Short exercise:
Write every entry out again exactly, please, and skip the pictures.

━━━━━━━━━━━━━━━━

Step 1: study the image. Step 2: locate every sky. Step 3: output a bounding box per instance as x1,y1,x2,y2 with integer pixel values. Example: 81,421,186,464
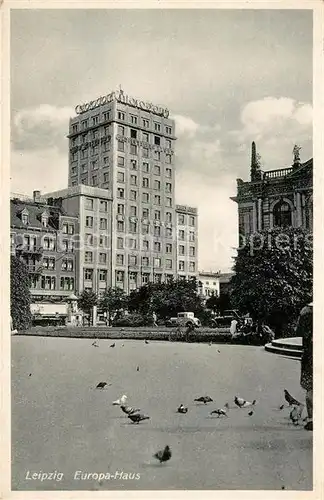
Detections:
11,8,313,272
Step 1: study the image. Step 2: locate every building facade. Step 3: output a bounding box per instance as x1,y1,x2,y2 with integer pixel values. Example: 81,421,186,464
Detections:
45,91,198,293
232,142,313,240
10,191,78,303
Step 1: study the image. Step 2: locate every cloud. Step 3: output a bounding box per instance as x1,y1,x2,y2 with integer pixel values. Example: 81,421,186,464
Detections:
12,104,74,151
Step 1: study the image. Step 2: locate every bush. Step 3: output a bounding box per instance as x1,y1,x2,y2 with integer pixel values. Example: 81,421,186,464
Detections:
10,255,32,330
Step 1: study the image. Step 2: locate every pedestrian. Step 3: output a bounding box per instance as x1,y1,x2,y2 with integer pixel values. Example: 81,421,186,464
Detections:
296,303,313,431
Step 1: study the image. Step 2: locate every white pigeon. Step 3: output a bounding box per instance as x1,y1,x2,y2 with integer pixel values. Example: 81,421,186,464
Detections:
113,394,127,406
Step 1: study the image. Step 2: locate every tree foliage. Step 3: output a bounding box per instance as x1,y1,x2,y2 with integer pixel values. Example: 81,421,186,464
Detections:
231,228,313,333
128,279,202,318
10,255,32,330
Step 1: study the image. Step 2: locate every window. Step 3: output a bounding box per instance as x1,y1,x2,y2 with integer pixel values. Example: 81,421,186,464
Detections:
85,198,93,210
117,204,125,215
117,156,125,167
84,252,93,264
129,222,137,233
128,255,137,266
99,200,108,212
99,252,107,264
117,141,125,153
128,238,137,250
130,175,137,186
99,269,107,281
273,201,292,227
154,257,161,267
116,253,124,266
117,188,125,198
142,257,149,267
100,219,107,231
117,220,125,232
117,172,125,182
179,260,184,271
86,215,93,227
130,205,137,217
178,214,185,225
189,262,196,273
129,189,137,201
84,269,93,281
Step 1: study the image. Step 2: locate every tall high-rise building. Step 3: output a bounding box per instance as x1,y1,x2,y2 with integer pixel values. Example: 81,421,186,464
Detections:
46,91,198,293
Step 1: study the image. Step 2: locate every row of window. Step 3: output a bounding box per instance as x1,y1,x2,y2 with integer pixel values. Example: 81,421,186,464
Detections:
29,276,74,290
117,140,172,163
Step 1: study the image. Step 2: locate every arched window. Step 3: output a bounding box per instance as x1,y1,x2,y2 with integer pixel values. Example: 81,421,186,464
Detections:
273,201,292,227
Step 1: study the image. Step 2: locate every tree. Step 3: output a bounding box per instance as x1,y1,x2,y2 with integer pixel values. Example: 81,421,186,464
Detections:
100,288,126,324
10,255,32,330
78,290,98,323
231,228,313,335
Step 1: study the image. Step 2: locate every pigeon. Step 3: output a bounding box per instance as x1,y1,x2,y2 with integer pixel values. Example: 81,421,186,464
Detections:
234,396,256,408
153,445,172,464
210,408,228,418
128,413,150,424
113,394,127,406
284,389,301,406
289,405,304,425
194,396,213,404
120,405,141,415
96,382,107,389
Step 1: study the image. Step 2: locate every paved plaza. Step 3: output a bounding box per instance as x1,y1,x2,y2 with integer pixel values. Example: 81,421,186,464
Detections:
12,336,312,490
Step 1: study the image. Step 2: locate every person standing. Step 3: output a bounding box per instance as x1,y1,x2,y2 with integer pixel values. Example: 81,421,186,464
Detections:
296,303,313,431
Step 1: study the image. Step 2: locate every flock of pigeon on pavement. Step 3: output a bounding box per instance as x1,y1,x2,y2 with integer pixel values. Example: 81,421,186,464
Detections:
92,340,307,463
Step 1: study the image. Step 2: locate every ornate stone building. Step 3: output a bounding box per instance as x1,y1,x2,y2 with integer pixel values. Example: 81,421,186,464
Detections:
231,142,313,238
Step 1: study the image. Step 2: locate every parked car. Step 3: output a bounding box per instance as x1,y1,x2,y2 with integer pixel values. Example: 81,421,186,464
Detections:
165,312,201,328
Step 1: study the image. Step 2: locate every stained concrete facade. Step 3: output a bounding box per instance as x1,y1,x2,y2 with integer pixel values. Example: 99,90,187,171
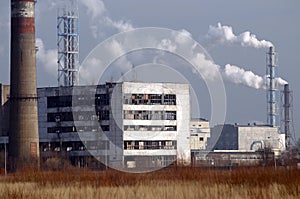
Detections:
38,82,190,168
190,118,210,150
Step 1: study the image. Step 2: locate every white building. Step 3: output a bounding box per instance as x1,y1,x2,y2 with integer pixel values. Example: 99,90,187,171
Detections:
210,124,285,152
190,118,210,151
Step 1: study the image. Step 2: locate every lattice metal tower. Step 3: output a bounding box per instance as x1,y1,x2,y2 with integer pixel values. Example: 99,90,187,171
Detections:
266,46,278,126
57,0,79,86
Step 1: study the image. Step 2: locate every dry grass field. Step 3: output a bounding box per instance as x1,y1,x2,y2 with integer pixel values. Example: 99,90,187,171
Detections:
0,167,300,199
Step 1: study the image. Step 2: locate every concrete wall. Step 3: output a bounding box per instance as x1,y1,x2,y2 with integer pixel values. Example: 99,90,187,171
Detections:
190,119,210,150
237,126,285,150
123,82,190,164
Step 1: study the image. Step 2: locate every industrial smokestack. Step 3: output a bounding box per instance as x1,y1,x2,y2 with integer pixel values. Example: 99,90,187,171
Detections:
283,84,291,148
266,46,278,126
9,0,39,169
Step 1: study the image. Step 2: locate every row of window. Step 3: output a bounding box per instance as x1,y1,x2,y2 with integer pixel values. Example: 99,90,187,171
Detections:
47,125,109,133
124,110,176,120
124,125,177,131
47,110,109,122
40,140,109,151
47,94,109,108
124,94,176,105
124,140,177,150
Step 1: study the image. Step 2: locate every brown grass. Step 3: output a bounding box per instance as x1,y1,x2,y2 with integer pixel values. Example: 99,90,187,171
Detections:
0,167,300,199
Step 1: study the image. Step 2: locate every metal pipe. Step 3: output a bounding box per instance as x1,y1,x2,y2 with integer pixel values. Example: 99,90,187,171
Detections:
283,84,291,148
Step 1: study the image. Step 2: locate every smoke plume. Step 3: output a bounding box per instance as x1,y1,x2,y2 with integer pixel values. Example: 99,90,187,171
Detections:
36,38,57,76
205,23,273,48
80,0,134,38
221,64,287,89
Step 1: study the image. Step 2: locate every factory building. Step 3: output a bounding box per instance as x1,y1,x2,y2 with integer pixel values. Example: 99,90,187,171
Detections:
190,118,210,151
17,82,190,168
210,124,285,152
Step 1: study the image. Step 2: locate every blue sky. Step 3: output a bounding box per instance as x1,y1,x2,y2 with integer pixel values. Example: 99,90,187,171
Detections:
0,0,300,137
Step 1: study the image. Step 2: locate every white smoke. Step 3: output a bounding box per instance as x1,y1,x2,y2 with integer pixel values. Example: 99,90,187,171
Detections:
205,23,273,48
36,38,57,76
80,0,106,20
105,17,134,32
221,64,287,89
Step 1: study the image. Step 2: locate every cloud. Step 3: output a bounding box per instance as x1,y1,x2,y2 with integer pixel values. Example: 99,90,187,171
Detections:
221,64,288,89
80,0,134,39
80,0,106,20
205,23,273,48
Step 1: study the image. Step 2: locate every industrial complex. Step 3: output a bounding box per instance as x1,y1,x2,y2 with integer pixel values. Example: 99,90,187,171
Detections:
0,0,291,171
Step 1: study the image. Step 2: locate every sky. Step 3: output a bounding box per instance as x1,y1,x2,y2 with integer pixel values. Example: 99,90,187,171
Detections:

━━━━━━━━━━━━━━━━

Response below:
Step 1: study the image. Step 2: locate every sky. Step 3: output a bounding box per instance as x1,y1,x2,y2 with integer pixel values. Example: 81,421,186,464
Detections:
11,8,313,272
Step 1: study the image. Step 2: locate every building facade. Step 3: output a bounding box per instance as x1,y1,x2,y2 with integer pixel values. Example: 81,421,186,464
Detections:
45,91,198,293
232,142,313,240
10,191,78,303
Step 1: study the image. Step 2: locate every cloud. Step 3: output a bounding box per instance as x1,y1,x2,y2 with integer pixel values. Example: 81,421,186,464
Detections:
12,104,74,151
Step 1: study the image. Step 2: locate every bush. Step 3: output a bounding box per instance as x1,y1,x2,y2 with integer pixel values. Example: 81,421,186,464
Detections:
10,255,32,330
Step 1: study the image. Step 2: locate every pedestrian. Step 3: output a bounding box per instance as x1,y1,x2,y2 with integer pixel values. Example: 81,421,186,464
Detections:
296,303,313,431
Step 1: study the image. Step 2: locate every white pigeon. Step 3: output a bounding box per instance as x1,y1,x2,y2 with integer pixel values. Example: 81,421,186,464
Detections:
113,394,127,406
Step 1: study the image. Step 2: locate every tree foliage. Step 3: output a bounding box per instance as x1,y1,x2,y2 with integer pixel values. Example: 81,421,186,464
Detections:
231,228,313,333
128,279,202,318
10,255,32,330
Step 1: study the image. Step 2: locate every window. Step 3: output a bounding box per instance as x1,y1,x2,y2 with integer pixel values. Example: 81,421,186,464
Detections:
85,198,93,210
117,204,125,215
117,156,125,167
84,252,93,264
129,222,137,233
128,255,137,266
99,200,108,212
99,252,107,264
117,141,125,153
128,238,137,250
130,175,137,186
99,269,107,281
273,201,292,227
154,257,161,267
116,253,124,266
117,188,125,198
142,257,149,267
100,219,107,231
117,220,125,232
117,172,125,182
179,260,184,271
86,215,93,227
130,205,137,217
178,214,185,225
189,262,196,273
129,189,137,201
84,269,93,281
Step 1: study the image. Step 2: locate every tall high-rise building. Step 3: output a bounding box per instance as x1,y1,x2,y2 with integer pixel values. Example: 81,421,186,464
Detections:
46,91,198,293
Step 1: study the image. Step 2: locate every row of window. Step 3: output a bounding box per instance as x1,y1,x2,y2 with integer pixel values. Example: 81,421,186,464
Detections:
29,276,74,290
117,140,172,163
Step 1: study the image. Step 2: locate every arched window. Step 3: output a bounding box per instance as x1,y1,x2,y2 with integer pixel values. Example: 81,421,186,464
Detections:
273,201,292,227
Step 1: study the image. Step 2: locate every tree. Step 3: output a bounding box per instance as x1,y1,x2,y2 with integer pixel values. Example: 81,421,186,464
Detections:
100,288,126,324
10,255,32,330
78,290,98,323
231,228,313,335
Step 1: study the image. Step 2: locate every pigeon. Step 3: output a bounding box per instance as x1,y1,x2,y2 with integer pixel values. Example: 81,421,186,464
Detections:
234,396,256,408
153,445,172,464
210,408,228,418
128,413,150,424
113,394,127,406
284,389,301,406
289,405,304,425
194,396,213,404
120,405,141,415
96,382,107,389
Step 1: study the image. Step 2: locate every paved plaza. Step 3: output a bounding box per instance as x1,y1,x2,y2 with integer pixel values. Example: 81,421,186,464
Detections:
12,336,312,490
Step 1: study the image. Step 2: locate every person standing. Step 3: output a bounding box per instance as x1,y1,x2,y2 with integer pixel values. Example: 81,421,186,464
Detections:
296,303,313,431
Step 1: study the image. Step 2: locate every flock of pigeon on pavement. Step 3: output a bounding box per instance as x1,y1,x2,y2 with integer pixel values. Example: 81,421,186,464
Detections:
92,340,307,463
Step 1: study the image. Step 2: locate every ornate stone building. Step 3: output a bounding box per instance as x1,y1,x2,y2 with integer pixel values. Example: 81,421,186,464
Detections:
231,142,313,238
Step 1: study the image. Step 2: locate every parked car. Step 3: output a bounding box per instance as x1,y1,x2,y2 with integer pixel values. Example: 81,421,186,464
Detections:
165,312,201,328
Step 1: study the image. Step 2: locate every stained concrete facade. Step 3: output a bounding box per instance as x1,y1,x2,y2 with integer pixel values. Example: 99,90,187,171
Detections:
38,82,190,168
190,118,210,150
Step 1: study the image. Step 2: locate every white building. Step 3: output a bounding box per instance as x1,y1,x2,y2 with integer pixel values. Example: 99,90,187,171
Detections:
210,124,285,152
190,118,210,151
Step 1: study the image. Step 2: locate every lattice metal tower. Step 3: output a bounding box per instance as x1,y1,x2,y2 with integer pixel values. Example: 99,90,187,171
Detections:
266,46,278,126
57,0,79,86
Step 1: study the image. Step 2: locate every dry grass field. Step 3: output a bounding box per instance as x1,y1,x2,y2 with integer pixel values. Example: 99,90,187,171
Detections:
0,167,300,199
Step 1: study the image. Step 2: locate every concrete wall. Step 3: output a bounding box per instance as x1,y1,x2,y2 with integer pixel values. Example: 99,90,187,171
Detections:
190,119,210,150
237,126,285,150
123,82,190,164
Step 1: study the image. Step 2: locate every industrial smokestack. Step 3: output a bounding box per instance as x1,y1,x2,y2 with integer pixel values. Example: 99,90,187,171
Detections:
283,84,291,148
266,46,278,126
9,0,39,169
Step 1: study the image. Step 2: locate every row of window. Step 3: output a bounding box per instance as x1,y1,x2,y2 with integer pixel values. Example: 99,90,187,171
Detections:
47,125,109,133
124,110,176,120
124,125,177,131
47,110,109,122
40,140,109,151
47,94,109,108
124,94,176,105
124,140,177,150
Step 1: study the image. Step 2: locate every brown grass. Step 3: output a bounding box per instance as x1,y1,x2,y2 with integer pixel values. Example: 99,90,187,171
Detections:
0,167,300,199
Step 1: study the image. Step 2: locate every metal pipe. Step 3: output a bounding box per instance as x1,y1,x2,y2 with integer pixel values. Example: 99,90,187,171
Detections:
283,84,291,148
Step 1: study the image. Step 2: locate every smoke plume. Step 3: output a bounding box per instance as x1,y1,x2,y2 with integer pixel values. Example: 99,90,187,171
Detections:
36,38,57,76
205,23,273,48
80,0,134,38
221,64,287,89
Step 1: study the image. Step 2: locate every factory building. Step 3: output a bounding box per instance as x1,y1,x2,y2 with integer pixel values. Example: 99,90,187,171
Detections:
190,118,210,151
17,82,190,168
210,124,285,152
Step 1: study the image. Step 2: locate every blue sky. Step 3: output a bounding box per instance as x1,y1,x2,y2 with integer pixel values. Example: 99,90,187,171
Detections:
0,0,300,137
Step 1: study the image. Step 2: locate every white smoke. Step 3: output a bounding box per instance as x1,y1,x2,y2 with integer pixel values. Example: 99,90,187,171
Detections:
205,23,273,48
36,38,57,76
80,0,106,20
105,17,134,32
221,64,287,89
Step 1: study the image. Step 2: locate every cloud. Step 3: output a bounding box per instance as x1,y1,x2,y2 with integer pixel values. Example: 99,90,187,171
Detections:
221,64,288,89
80,0,134,39
80,0,106,20
205,23,273,48
Step 1: study the image. Step 2: locate every industrial complex. Step 3: output a bounding box per instance as x1,y1,x2,y2 with integer pixel values. Example: 99,90,187,171
Detections:
0,0,291,171
Step 1: study the image. Step 2: locate every sky. Step 3: output a bounding box per instance as x1,y1,x2,y2 with integer pixel values. Example: 99,90,187,171
Detections:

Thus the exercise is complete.